- WRITTEN INSTRUCTION: State how many lines in the material below contain the string "high", treating uppercase and lowercase letters as different. Reply with the number alone.

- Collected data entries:
------------------------

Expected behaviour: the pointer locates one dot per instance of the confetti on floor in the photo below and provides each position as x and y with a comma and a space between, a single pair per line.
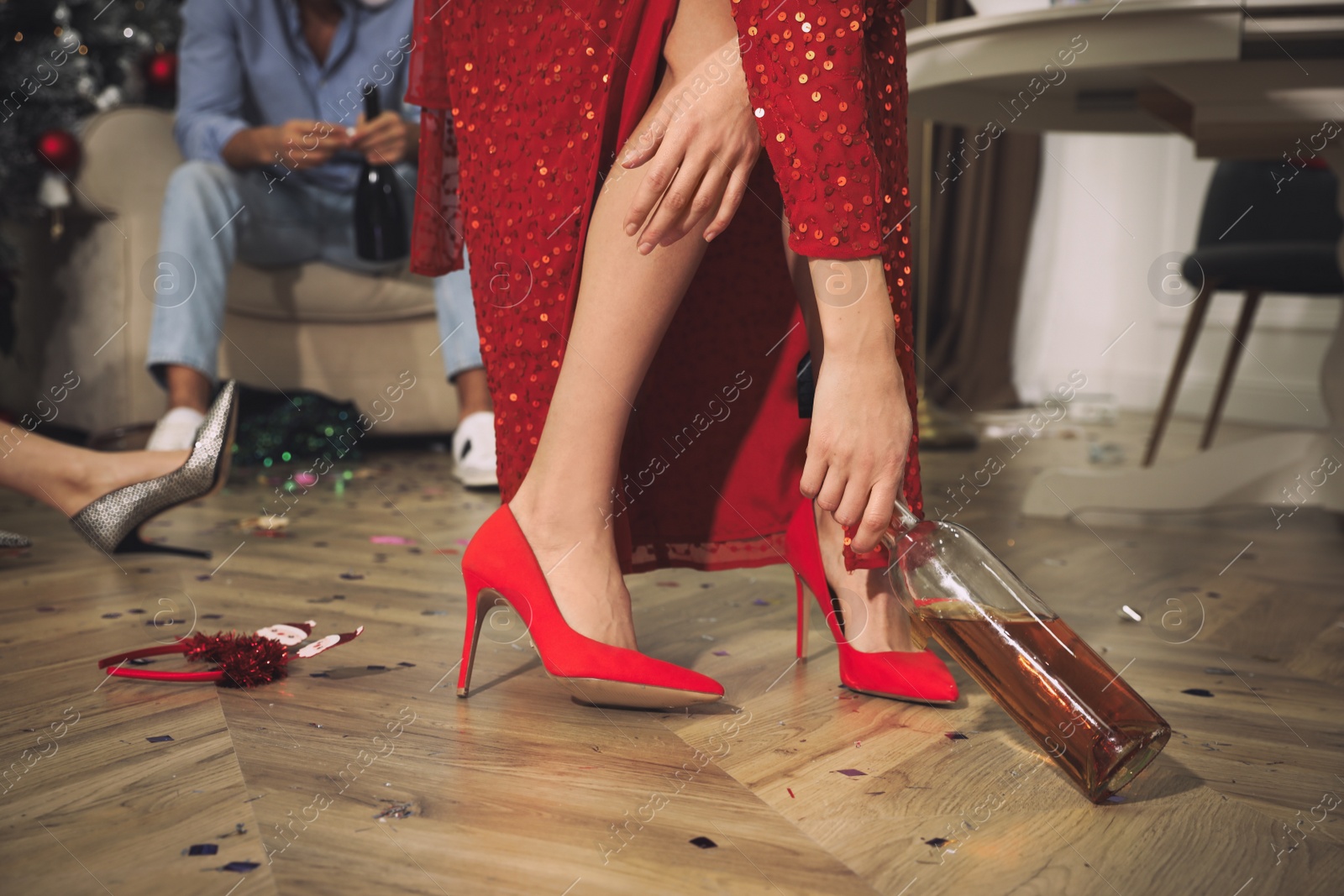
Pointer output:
242, 868
396, 810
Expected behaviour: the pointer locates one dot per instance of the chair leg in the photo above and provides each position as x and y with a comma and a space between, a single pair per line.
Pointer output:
1187, 347
1234, 356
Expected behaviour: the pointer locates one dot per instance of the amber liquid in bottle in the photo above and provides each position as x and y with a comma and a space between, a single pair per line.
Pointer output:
1095, 727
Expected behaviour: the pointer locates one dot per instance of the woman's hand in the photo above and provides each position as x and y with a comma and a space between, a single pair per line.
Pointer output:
386, 140
698, 154
860, 419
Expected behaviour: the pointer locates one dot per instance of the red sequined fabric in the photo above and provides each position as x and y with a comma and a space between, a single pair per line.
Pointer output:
533, 100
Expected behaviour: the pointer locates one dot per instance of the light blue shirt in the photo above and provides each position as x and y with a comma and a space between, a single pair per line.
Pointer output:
244, 63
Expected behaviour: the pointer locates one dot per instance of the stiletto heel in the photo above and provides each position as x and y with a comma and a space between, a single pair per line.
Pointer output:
113, 523
499, 566
476, 595
13, 540
803, 617
917, 676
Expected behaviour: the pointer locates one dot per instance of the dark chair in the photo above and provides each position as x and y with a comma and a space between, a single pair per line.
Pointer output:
1267, 228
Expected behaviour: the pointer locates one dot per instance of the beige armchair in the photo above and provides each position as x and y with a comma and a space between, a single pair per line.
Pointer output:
313, 327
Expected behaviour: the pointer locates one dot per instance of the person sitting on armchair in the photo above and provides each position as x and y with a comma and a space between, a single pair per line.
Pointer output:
269, 120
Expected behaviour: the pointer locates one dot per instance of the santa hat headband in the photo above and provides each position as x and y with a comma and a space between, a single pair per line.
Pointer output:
239, 660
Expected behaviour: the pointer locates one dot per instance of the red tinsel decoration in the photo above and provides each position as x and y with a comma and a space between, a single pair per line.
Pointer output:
246, 660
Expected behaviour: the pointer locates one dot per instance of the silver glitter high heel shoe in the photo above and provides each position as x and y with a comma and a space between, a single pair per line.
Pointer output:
13, 540
113, 521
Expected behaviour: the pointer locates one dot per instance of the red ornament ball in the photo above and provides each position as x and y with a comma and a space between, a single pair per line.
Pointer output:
58, 150
161, 70
246, 660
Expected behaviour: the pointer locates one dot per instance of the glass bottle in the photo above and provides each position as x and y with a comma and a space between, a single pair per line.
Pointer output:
1062, 694
380, 219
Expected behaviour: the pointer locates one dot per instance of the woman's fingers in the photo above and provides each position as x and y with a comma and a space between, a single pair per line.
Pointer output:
732, 195
674, 206
877, 517
855, 499
832, 490
643, 148
659, 176
813, 474
705, 202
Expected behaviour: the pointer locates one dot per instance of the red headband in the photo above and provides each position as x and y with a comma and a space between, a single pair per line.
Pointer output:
241, 660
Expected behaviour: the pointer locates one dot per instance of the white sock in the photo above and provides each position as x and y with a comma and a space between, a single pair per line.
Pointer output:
176, 430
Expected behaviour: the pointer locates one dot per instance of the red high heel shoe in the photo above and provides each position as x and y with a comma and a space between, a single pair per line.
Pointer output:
499, 566
900, 674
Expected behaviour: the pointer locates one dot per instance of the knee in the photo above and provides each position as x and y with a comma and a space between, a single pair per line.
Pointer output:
199, 184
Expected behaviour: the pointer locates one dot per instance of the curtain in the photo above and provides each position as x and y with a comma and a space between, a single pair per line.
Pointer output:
980, 210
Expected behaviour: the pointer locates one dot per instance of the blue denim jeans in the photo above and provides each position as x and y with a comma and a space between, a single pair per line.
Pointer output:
214, 215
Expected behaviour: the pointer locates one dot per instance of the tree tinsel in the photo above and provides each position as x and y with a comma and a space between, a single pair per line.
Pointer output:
64, 60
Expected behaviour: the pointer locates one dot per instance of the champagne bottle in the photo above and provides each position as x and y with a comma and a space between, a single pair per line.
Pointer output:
380, 221
1063, 694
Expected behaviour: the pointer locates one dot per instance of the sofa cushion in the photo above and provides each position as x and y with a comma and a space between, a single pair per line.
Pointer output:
322, 293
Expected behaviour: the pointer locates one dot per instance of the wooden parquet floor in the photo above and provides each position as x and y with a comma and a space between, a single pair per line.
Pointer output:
519, 790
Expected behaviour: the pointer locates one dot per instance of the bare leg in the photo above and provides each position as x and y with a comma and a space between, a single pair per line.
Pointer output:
187, 387
873, 617
564, 506
67, 477
474, 392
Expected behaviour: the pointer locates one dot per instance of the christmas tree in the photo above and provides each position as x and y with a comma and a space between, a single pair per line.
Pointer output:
62, 62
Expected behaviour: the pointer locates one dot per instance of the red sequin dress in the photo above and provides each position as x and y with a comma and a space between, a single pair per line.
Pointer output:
531, 100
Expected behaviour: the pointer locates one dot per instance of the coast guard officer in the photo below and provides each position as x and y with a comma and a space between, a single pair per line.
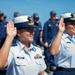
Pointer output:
37, 29
63, 46
25, 58
49, 31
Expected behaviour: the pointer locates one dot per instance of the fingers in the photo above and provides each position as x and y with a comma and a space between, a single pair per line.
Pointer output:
61, 21
10, 24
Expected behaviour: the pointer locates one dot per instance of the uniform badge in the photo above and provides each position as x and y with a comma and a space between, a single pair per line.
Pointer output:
37, 56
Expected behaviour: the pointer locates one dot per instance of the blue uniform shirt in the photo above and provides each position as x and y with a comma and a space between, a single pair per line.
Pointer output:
37, 30
50, 30
66, 56
2, 31
22, 62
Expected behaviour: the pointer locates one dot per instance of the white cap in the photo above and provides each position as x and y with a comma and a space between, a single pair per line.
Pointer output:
66, 15
20, 19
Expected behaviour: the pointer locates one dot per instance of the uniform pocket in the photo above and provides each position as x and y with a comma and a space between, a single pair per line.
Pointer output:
38, 61
21, 62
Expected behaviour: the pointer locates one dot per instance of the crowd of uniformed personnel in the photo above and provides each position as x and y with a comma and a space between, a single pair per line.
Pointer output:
22, 38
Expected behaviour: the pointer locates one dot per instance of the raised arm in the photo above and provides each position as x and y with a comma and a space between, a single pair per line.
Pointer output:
54, 48
4, 51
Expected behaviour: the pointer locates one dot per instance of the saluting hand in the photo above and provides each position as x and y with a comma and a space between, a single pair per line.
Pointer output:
11, 30
61, 25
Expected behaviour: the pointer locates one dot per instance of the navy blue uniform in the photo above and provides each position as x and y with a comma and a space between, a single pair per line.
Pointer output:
2, 32
37, 30
49, 31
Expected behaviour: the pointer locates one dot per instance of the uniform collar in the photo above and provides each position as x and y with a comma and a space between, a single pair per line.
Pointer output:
67, 36
22, 47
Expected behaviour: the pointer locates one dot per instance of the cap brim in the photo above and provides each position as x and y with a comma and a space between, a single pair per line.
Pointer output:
24, 25
69, 20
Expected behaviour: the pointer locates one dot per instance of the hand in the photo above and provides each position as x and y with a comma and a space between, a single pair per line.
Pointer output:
11, 30
61, 25
46, 44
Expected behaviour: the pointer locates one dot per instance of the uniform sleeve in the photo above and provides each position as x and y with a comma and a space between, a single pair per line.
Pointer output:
45, 28
43, 65
10, 57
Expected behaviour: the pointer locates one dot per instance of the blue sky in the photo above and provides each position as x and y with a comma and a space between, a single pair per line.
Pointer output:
42, 7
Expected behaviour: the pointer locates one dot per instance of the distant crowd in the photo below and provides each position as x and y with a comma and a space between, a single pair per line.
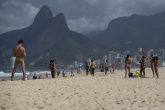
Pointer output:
19, 52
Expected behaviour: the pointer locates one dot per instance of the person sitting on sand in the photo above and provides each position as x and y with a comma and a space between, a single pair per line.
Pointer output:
106, 67
128, 63
52, 68
142, 66
152, 59
156, 66
19, 52
92, 67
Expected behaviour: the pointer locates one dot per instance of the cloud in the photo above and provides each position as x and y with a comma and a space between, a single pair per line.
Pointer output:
84, 25
16, 15
81, 15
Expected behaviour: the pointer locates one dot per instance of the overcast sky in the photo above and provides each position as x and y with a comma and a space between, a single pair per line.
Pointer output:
81, 15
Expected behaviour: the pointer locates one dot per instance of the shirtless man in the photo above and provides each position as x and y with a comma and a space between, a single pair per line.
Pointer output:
142, 66
19, 52
128, 62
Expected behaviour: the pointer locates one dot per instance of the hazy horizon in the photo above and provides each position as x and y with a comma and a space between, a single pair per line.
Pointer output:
82, 16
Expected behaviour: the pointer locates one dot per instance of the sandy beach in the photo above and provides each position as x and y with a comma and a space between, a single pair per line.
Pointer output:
111, 92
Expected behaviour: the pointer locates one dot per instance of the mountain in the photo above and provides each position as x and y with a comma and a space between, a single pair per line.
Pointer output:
49, 37
132, 32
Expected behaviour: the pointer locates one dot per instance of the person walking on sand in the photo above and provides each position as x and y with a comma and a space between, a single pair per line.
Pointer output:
128, 63
156, 66
52, 68
92, 67
106, 67
142, 66
19, 52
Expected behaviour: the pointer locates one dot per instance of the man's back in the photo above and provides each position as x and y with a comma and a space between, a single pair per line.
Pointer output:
19, 52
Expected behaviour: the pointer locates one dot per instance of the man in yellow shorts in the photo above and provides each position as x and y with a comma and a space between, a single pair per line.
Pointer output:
19, 52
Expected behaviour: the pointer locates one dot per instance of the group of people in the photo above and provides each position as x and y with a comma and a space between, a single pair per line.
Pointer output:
90, 67
19, 52
154, 61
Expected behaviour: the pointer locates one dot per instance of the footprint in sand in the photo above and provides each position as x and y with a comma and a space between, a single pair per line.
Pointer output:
3, 108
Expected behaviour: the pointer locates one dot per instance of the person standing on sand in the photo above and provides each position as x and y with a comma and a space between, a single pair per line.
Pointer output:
113, 68
142, 66
152, 65
106, 67
156, 66
19, 52
52, 68
92, 67
128, 63
87, 68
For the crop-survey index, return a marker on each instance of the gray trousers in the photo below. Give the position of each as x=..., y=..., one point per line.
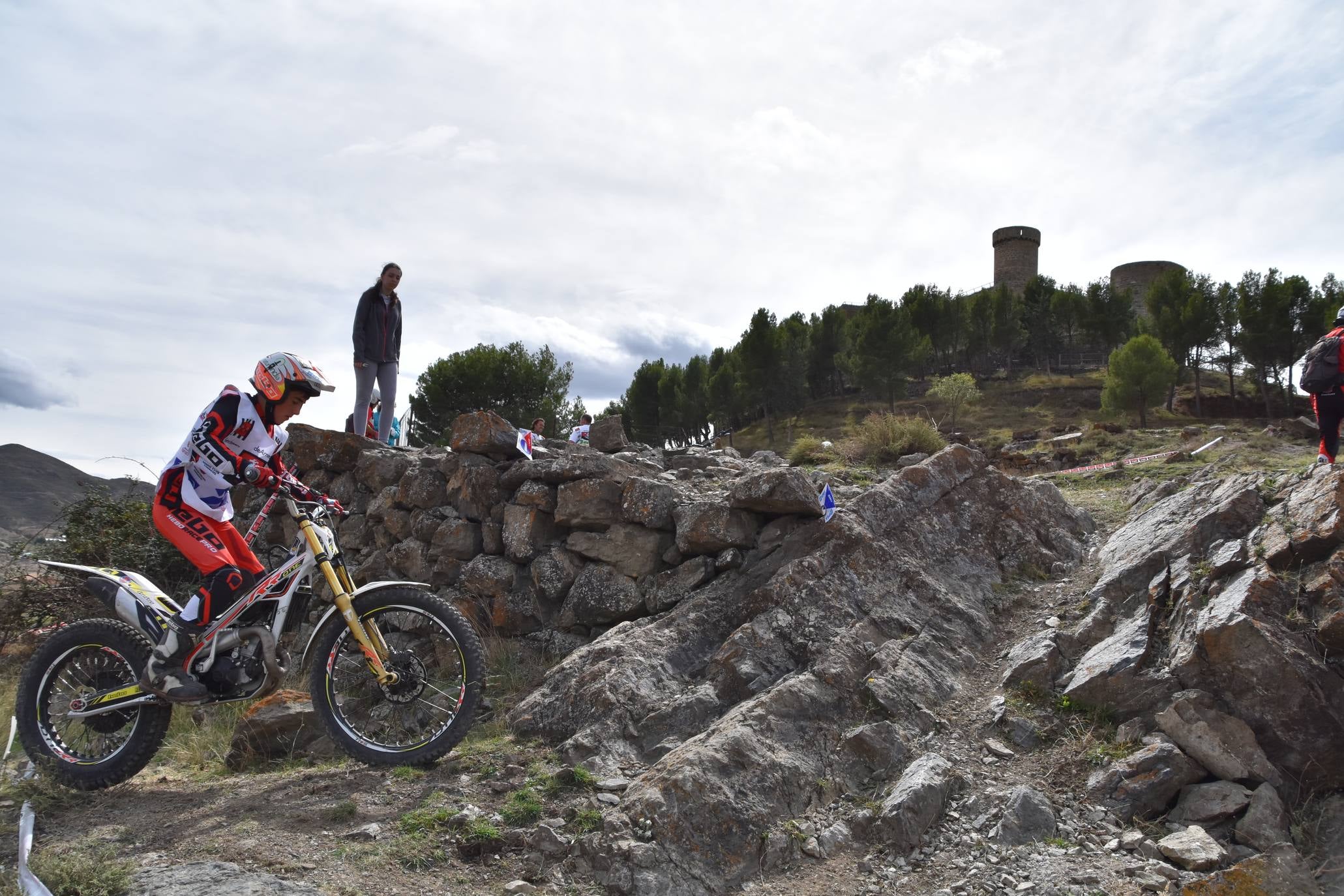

------------------------

- CORRECT OUTPUT: 2